- **MATERIAL FOR THE TASK**:

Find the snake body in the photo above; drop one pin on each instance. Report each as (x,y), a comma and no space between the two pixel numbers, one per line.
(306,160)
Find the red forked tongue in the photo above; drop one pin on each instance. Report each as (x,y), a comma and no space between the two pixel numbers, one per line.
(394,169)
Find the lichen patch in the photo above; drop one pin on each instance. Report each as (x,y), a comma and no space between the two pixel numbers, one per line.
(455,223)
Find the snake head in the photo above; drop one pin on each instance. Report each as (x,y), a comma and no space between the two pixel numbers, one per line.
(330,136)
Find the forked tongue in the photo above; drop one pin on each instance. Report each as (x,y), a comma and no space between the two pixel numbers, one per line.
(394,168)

- **REQUIREMENTS**: Extract the lines above from the one containing "Find the red" to the last line, both included, exactly as written.

- **THE ANSWER**:
Find the red forked tongue in the photo above; drop one pin on each instance. Report each as (x,y), a comma and no space between the two pixel numbers, one per line.
(394,169)
Find the lichen patch in the photo above; drop one pin on each instance. Report each as (x,y), a comma and no space between the two pixel numbers, one per line.
(455,223)
Find the snake head in the photo above; drop one pin on each instance. Report each as (x,y), a comma and no space between the two pixel numbers, one per line.
(330,136)
Find the forked tongue in the photo above; drop one pin on each instance. Report each as (x,y), a comma and no space between the two pixel numbers, one per line.
(394,168)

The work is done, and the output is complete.